--- START Data for processing ---

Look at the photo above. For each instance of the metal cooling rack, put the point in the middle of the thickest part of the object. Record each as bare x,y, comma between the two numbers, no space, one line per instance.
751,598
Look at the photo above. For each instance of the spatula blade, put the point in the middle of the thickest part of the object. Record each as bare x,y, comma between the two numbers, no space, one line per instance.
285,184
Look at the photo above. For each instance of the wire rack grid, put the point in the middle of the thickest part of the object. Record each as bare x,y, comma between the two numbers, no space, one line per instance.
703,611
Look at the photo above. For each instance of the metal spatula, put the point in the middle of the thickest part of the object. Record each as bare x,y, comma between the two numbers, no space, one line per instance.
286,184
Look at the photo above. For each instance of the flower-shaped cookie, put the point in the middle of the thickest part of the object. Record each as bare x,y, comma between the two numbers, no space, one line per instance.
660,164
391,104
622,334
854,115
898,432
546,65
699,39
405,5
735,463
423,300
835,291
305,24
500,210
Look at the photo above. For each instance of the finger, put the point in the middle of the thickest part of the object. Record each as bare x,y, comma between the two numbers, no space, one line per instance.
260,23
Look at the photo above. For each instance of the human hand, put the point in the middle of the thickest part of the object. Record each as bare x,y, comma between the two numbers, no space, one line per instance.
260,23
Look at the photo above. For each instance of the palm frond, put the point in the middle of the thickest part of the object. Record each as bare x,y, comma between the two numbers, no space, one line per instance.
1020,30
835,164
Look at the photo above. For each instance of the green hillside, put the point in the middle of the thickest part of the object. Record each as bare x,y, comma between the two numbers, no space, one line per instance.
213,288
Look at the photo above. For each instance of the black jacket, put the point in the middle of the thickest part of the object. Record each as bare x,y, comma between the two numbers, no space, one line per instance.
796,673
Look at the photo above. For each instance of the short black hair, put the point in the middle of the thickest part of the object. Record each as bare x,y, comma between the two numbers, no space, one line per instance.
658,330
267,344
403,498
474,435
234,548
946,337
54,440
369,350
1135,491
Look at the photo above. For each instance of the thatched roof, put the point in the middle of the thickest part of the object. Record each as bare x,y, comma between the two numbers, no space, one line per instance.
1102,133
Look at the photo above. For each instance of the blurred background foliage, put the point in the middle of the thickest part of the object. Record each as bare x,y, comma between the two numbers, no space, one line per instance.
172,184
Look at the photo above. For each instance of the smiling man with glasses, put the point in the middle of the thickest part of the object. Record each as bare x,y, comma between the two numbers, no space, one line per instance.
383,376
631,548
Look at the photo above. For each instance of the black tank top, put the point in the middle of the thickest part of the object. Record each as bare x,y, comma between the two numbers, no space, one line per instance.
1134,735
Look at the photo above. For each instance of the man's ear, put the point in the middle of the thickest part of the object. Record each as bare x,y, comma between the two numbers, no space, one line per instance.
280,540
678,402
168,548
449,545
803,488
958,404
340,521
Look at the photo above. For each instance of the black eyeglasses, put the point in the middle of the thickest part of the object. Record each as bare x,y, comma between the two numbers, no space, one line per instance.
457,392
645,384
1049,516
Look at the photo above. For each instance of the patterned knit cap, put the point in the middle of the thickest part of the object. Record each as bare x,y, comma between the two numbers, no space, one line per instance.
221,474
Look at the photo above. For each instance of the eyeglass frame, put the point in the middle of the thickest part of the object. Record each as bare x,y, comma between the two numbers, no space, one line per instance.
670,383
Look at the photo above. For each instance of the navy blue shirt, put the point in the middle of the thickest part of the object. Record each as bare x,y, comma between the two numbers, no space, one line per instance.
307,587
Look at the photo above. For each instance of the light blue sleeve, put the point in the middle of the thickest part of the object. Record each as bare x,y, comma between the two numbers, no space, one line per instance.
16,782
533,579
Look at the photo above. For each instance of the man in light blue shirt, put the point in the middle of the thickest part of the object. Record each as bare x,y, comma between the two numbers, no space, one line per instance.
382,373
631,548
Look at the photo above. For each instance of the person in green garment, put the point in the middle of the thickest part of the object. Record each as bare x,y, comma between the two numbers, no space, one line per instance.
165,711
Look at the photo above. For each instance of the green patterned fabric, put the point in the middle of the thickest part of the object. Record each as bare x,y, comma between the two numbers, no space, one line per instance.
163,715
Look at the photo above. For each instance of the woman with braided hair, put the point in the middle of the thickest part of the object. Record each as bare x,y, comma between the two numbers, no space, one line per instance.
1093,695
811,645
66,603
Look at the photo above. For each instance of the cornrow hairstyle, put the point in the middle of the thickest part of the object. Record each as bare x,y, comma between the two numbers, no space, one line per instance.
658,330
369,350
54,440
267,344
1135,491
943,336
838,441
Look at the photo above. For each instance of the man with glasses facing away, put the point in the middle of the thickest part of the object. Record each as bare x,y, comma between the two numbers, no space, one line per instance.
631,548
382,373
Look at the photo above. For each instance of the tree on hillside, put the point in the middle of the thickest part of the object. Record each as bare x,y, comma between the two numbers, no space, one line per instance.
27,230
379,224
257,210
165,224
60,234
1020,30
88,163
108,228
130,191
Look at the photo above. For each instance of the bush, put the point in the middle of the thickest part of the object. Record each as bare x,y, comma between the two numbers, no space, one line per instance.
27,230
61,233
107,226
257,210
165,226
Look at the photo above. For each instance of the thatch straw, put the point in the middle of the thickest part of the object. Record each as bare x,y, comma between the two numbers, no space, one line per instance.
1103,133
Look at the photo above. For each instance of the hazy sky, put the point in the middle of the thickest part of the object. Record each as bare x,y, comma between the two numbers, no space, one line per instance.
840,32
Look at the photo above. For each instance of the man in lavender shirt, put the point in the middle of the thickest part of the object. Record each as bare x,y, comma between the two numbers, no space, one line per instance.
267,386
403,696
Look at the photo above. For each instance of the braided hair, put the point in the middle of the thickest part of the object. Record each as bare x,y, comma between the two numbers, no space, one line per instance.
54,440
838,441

--- END Data for processing ---

§ **What this task involves**
Copy out exactly the lines running from the line with "thatch straw, put" to the end of the records, inclusive.

§ **Reply**
Look at the photo above. For each instance of the thatch straw, put the point in the middle of the thickest part of the object. Record each as bare x,y, comma between the two numbers, no space, one line per instance.
1103,133
Look at the photo above. For each instance of the hazy sky, put the point in the middle of the thickest part of the object. Record each as bare x,y, comma between the two numbers, no space, one line per instance.
840,32
Look at the photo above. For each instance of the man in lavender shirt, put the point in the middle of the thickest part of the object. Record each as bare x,y, comma between the two numbers, no space, one line per instance.
267,386
403,696
Look at the photo above. For each instance of the braided hair, put the point in the middle of the thickest part of the object. Record each as bare x,y, comma between the two numbers, no space, one line per instance.
54,440
838,441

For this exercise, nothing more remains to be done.